# [Extract provided]
>>>

Playing it long
Last Wednesday while Dominic Cummings’ testimony was dominating national attention, Localis convened a policy debate on what a long-term approach to the funding of local services might look like in the current context.
We assembled The MJ’s very own Michael Burton, Abdool Kara, executive leader, local services from the National Audit Office (NAO), Lancashire CC’s chief executive officer Angie Ridgwell and Grant Thornton partner Phillip Woolley to assess the landscape.
In lieu of a proper multi-year settlement, we have had consecutive, one-year stop-gap spending rounds – firstly as a pre-election statement from Sajid Javid in 2019 and then, when the pandemic disrupted any attempts at rational economic forecast, a second one-year settlement from his successor Rishi Sunak.
This seems understandable against the most recent set of public finance estimates for last year from the Office for National Statistics indicating total government borrowing of £300bn – the highest level since the end of World War Two and a £204bn increase in day-to-day Government spending taking levels to £942.7bn.

<<<

# [Data shown]

>>>

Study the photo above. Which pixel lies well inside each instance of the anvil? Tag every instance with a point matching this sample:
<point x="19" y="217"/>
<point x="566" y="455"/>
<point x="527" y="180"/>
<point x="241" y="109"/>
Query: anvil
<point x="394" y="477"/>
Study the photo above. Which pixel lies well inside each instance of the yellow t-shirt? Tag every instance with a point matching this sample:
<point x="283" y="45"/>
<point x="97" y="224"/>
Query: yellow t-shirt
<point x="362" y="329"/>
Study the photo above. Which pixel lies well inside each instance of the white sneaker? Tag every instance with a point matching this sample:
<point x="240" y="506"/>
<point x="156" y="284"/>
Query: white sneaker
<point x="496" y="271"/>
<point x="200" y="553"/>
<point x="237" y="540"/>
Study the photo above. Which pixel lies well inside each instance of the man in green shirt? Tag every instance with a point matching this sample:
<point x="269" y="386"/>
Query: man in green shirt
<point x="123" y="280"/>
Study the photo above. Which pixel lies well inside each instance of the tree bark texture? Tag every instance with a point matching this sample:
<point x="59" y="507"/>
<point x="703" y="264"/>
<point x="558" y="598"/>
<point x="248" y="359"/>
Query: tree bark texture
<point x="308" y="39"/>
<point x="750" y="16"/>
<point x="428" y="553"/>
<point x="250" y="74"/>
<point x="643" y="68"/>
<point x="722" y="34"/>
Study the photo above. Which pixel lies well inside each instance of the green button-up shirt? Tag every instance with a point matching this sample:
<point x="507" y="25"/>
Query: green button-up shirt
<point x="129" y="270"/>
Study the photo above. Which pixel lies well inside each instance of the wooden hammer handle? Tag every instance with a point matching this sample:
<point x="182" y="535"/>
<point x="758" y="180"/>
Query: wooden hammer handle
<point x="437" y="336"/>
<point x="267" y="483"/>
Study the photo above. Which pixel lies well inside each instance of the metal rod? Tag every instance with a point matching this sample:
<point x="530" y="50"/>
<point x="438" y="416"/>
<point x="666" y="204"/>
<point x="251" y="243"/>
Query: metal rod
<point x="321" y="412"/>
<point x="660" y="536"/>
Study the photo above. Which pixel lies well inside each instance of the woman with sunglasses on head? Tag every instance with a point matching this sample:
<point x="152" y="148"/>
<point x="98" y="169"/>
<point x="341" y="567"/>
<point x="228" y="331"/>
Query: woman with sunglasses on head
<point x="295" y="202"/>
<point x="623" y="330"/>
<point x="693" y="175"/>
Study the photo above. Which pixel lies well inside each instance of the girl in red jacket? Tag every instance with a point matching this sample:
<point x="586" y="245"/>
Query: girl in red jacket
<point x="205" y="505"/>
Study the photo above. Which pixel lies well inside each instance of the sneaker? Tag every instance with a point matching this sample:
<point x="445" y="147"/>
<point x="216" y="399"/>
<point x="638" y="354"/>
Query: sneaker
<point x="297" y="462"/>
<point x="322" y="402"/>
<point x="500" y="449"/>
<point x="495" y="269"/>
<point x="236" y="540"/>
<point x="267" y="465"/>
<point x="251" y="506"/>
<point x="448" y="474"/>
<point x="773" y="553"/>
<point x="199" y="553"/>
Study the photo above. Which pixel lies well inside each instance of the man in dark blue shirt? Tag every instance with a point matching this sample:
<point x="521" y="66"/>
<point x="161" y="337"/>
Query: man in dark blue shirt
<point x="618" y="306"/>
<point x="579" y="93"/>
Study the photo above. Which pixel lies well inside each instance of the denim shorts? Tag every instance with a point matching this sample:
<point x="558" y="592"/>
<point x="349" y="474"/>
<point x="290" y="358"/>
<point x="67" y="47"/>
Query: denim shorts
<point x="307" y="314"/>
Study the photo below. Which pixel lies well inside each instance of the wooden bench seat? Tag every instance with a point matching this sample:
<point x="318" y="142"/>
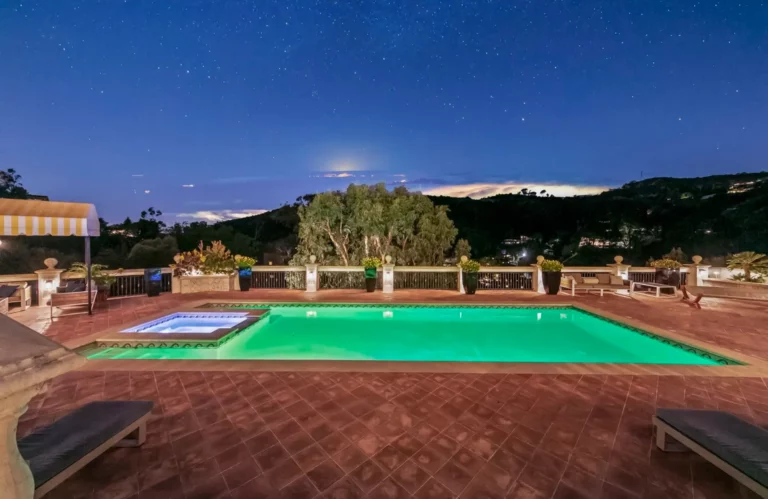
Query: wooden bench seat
<point x="73" y="299"/>
<point x="57" y="451"/>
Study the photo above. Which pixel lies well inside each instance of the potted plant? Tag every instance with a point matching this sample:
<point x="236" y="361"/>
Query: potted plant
<point x="552" y="273"/>
<point x="244" y="271"/>
<point x="750" y="263"/>
<point x="99" y="276"/>
<point x="371" y="265"/>
<point x="469" y="269"/>
<point x="667" y="271"/>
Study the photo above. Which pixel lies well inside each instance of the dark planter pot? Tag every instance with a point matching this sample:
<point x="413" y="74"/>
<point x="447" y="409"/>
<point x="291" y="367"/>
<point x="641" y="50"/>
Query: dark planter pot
<point x="668" y="276"/>
<point x="102" y="295"/>
<point x="552" y="282"/>
<point x="370" y="280"/>
<point x="470" y="282"/>
<point x="244" y="278"/>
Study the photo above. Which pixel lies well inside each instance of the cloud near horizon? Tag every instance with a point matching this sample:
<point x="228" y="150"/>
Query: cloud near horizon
<point x="220" y="215"/>
<point x="486" y="189"/>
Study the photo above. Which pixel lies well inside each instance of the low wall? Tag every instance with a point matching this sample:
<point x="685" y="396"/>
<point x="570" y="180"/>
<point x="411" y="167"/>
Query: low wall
<point x="714" y="289"/>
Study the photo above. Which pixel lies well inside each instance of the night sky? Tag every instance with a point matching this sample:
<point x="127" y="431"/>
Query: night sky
<point x="213" y="108"/>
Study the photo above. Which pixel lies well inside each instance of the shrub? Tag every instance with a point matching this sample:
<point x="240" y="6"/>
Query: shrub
<point x="666" y="263"/>
<point x="551" y="266"/>
<point x="371" y="262"/>
<point x="470" y="266"/>
<point x="210" y="260"/>
<point x="749" y="262"/>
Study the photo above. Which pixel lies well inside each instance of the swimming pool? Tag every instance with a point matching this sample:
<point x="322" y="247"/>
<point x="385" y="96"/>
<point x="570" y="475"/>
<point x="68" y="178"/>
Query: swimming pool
<point x="190" y="322"/>
<point x="436" y="333"/>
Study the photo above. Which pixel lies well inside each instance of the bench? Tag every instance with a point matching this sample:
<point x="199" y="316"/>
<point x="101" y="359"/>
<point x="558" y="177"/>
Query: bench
<point x="56" y="452"/>
<point x="73" y="299"/>
<point x="576" y="281"/>
<point x="737" y="447"/>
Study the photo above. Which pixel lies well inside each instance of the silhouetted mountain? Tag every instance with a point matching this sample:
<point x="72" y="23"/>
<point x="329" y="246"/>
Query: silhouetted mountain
<point x="711" y="216"/>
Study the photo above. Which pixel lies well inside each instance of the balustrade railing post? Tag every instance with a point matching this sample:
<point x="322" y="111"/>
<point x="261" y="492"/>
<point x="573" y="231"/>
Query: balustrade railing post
<point x="537" y="279"/>
<point x="388" y="276"/>
<point x="48" y="280"/>
<point x="312" y="275"/>
<point x="697" y="272"/>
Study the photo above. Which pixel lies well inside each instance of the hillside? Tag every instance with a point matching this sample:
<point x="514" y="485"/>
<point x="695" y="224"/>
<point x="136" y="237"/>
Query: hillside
<point x="711" y="216"/>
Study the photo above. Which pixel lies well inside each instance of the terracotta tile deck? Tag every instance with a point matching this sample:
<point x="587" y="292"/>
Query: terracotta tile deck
<point x="251" y="434"/>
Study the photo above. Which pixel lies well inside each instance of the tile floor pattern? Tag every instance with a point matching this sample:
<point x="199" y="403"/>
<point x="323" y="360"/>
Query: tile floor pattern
<point x="248" y="435"/>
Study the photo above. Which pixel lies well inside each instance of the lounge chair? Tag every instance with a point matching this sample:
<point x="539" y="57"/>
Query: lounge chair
<point x="691" y="302"/>
<point x="737" y="447"/>
<point x="575" y="281"/>
<point x="22" y="295"/>
<point x="73" y="298"/>
<point x="57" y="451"/>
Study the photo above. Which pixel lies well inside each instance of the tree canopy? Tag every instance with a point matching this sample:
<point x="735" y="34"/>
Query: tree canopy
<point x="344" y="227"/>
<point x="10" y="185"/>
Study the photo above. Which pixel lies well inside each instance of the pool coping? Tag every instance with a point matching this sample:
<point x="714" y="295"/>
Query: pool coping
<point x="751" y="366"/>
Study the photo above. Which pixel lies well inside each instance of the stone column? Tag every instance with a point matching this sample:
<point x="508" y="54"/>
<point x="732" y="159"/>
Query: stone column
<point x="618" y="268"/>
<point x="697" y="272"/>
<point x="312" y="276"/>
<point x="28" y="362"/>
<point x="47" y="281"/>
<point x="388" y="276"/>
<point x="537" y="283"/>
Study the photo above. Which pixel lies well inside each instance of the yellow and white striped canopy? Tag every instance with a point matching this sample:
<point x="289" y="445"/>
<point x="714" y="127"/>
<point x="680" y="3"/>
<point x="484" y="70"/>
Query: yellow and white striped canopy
<point x="47" y="218"/>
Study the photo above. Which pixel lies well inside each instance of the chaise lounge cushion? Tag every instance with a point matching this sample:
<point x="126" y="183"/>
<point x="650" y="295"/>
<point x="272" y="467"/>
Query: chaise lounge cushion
<point x="737" y="442"/>
<point x="576" y="278"/>
<point x="54" y="448"/>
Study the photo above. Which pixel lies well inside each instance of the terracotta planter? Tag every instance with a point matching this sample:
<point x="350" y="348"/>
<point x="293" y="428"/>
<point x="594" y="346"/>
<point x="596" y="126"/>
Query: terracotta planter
<point x="668" y="276"/>
<point x="370" y="280"/>
<point x="470" y="282"/>
<point x="552" y="282"/>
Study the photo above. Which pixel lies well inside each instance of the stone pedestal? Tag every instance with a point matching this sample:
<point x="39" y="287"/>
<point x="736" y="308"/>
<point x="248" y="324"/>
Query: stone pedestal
<point x="48" y="279"/>
<point x="618" y="268"/>
<point x="388" y="278"/>
<point x="27" y="362"/>
<point x="461" y="276"/>
<point x="697" y="272"/>
<point x="312" y="275"/>
<point x="537" y="283"/>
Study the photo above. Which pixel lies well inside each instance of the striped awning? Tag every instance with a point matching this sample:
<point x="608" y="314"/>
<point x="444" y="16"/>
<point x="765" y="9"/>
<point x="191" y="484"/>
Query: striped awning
<point x="47" y="218"/>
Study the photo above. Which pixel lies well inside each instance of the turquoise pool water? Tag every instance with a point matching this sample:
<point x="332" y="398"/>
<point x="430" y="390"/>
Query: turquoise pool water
<point x="456" y="334"/>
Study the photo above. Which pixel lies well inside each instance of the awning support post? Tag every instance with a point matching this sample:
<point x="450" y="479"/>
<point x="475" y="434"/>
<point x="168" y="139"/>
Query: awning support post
<point x="88" y="272"/>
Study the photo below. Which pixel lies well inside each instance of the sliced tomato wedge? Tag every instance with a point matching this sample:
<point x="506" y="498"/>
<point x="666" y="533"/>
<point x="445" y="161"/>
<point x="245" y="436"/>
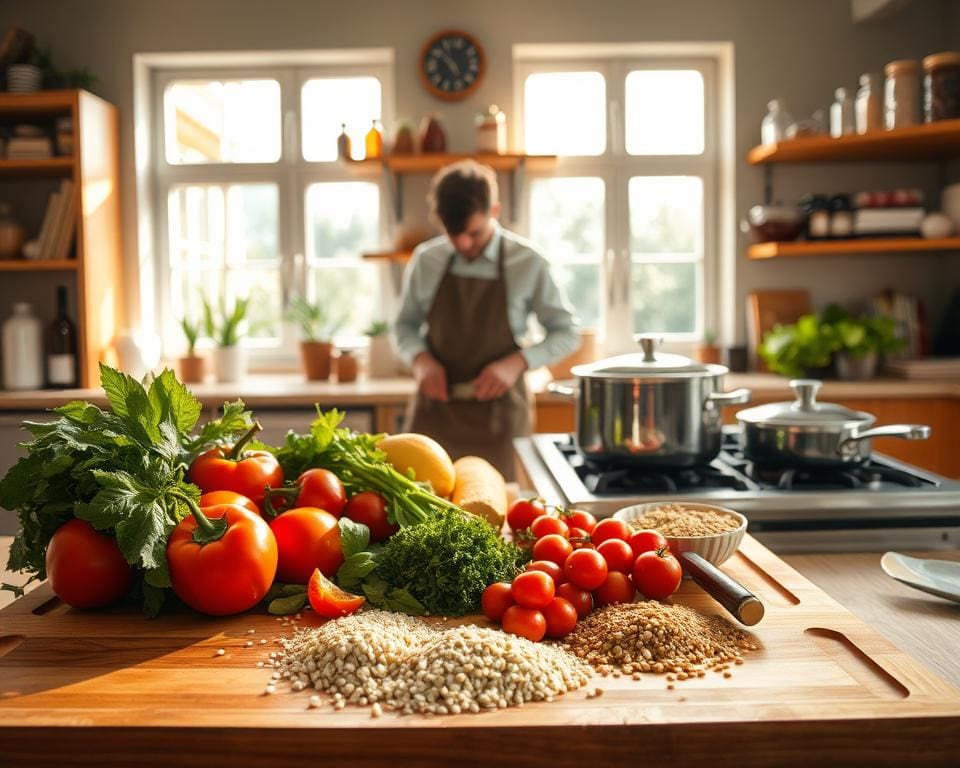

<<<

# [Exercise requirements]
a. Copy out, without any change, the part of the article on local services funding that opens with the words containing "Playing it long" and closes with "assess the landscape.".
b. Answer these questions from the article on local services funding:
(i) Who is named as Lancashire CC's chief executive officer?
(ii) Who delivered the one-year spending round given as a pre-election statement in 2019?
(iii) What total government borrowing do the Office for National Statistics estimates for last year indicate?

# [Answers to the problems]
a.
Playing it long
Last Wednesday while Dominic Cummings’ testimony was dominating national attention, Localis convened a policy debate on what a long-term approach to the funding of local services might look like in the current context.
We assembled The MJ’s very own Michael Burton, Abdool Kara, executive leader, local services from the National Audit Office (NAO), Lancashire CC’s chief executive officer Angie Ridgwell and Grant Thornton partner Phillip Woolley to assess the landscape.

b.
(i) Angie Ridgwell
(ii) Sajid Javid
(iii) £300bn